Stored dataset items

======

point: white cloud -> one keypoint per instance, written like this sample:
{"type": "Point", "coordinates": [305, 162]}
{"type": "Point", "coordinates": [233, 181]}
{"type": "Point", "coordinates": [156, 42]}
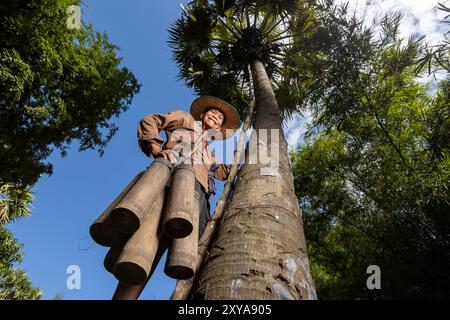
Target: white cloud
{"type": "Point", "coordinates": [295, 128]}
{"type": "Point", "coordinates": [420, 16]}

======

### Given task
Convert every line of the entries above into a JSON list of strings, one string per line, omitting blank lines and the pictures.

### Full answer
[
  "point: white cloud -> one keypoint per instance, written like this sample:",
  "{\"type\": \"Point\", \"coordinates\": [305, 162]}",
  "{\"type\": \"Point\", \"coordinates\": [233, 181]}",
  "{\"type\": \"Point\", \"coordinates\": [156, 42]}",
  "Target: white cloud",
  "{\"type\": \"Point\", \"coordinates\": [295, 128]}",
  "{\"type\": \"Point\", \"coordinates\": [420, 16]}"
]